=== Exercises ===
- A) In the news article on the Twitter hack, how many users' information may the attackers have accessed?
- B) Rewrite the section of the Twitter hack article starting with "Twitter said on" and going on through "create a new one.", substituting "account names" for "usernames".
───── Page excerpt ─────
Twitter said on Friday that hackers, in the latest
online attack, may have gained access to information on a quarter of a
million of its more than 200 million active users.
The
social media giant said in a blog posting that earlier this week it
detected attempts to gain access to its user data. It shut down one
attack moments after it was detected.
But it
discovered that the attackers may have gained access to usernames, email
addresses and encrypted passwords belonging to 250,000 users. Twitter
has reset the pilfered passwords and sent emails advising users that
they’ll have to create a new one.
“This attack was
not the work of amateurs, and we do not believe it was an isolated
incident. The attackers were extremely sophisticated, and we believe
other companies and organizations have also been recently similarly
attacked,” the blog said. “For that reason we felt that it was important
to publicize this attack while we still gather information, and we are
helping government and federal law enforcement in their effort to find
and prosecute these attackers to make the Internet safer for all users.”
The
hack is the latest high-profile cyber-attack on U.S. media and
technology companies recently. The New York Times and The Wall Street
Journal reported this week that their computer systems had been
infiltrated by China-based hackers.
One expert said
that the Twitter hack probably happened after an employee’s home or work
computer was compromised through a vulnerability in Java, a
commonly-used computing language whose weaknesses have been well
publicized.
Ashkan Soltani, an independent privacy
and security researcher, said such a move would give attackers “a
toehold” in Twitter’s internal network, potentially allowing them either
to sniff out user information as it travelled across the company’s
system or break into specific areas, such as the authentication servers
that process users’ passwords.
───── Raw data ─────
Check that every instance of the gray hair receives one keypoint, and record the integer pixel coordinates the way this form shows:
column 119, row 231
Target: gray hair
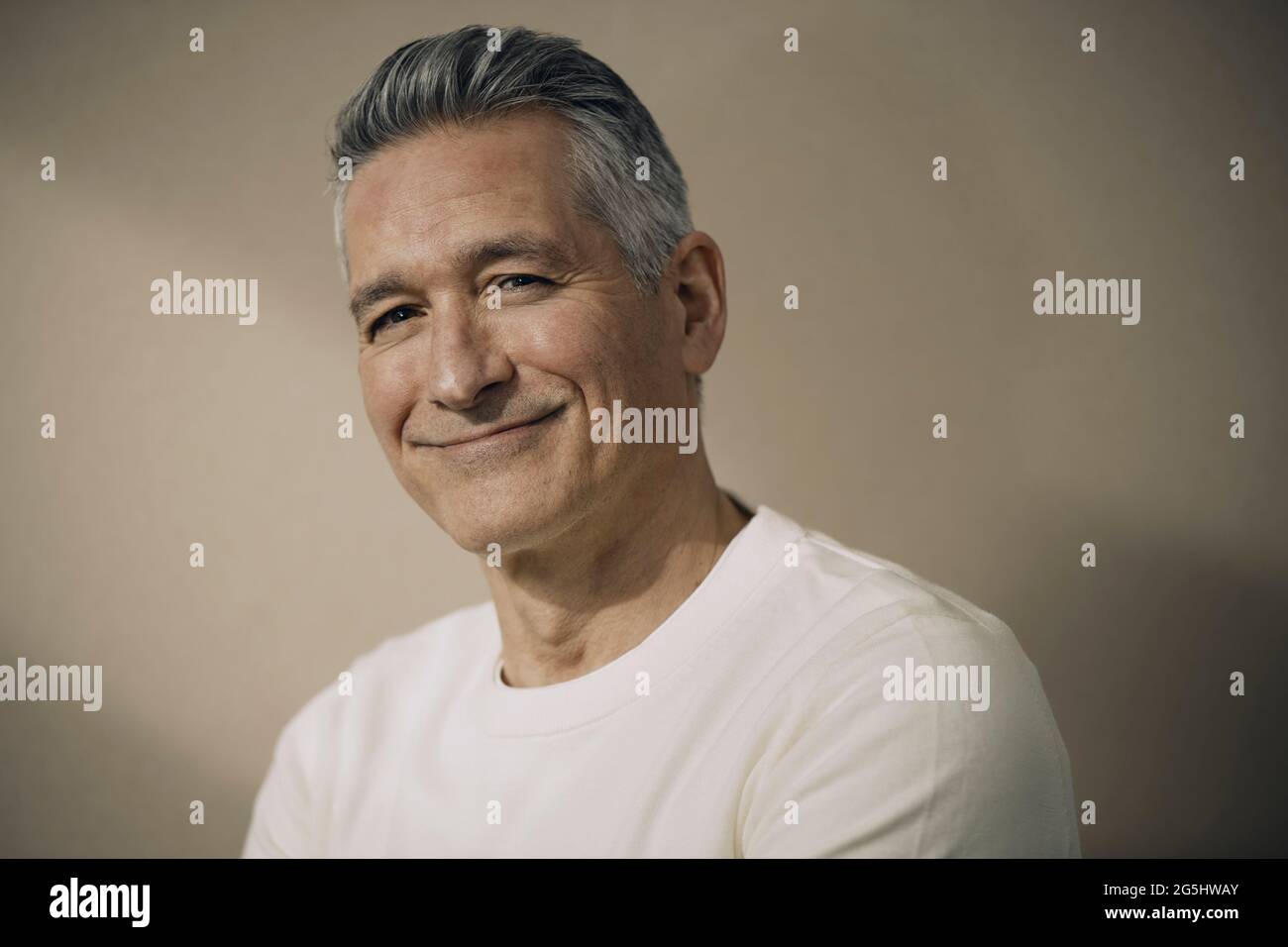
column 454, row 80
─────
=== Task results ===
- A) 250,000 users

- B)
Twitter said on Friday that hackers, in the latest
online attack, may have gained access to information on a quarter of a
million of its more than 200 million active users.
The
social media giant said in a blog posting that earlier this week it
detected attempts to gain access to its user data. It shut down one
attack moments after it was detected.
But it
discovered that the attackers may have gained access to account names, email
addresses and encrypted passwords belonging to 250,000 users. Twitter
has reset the pilfered passwords and sent emails advising users that
they’ll have to create a new one.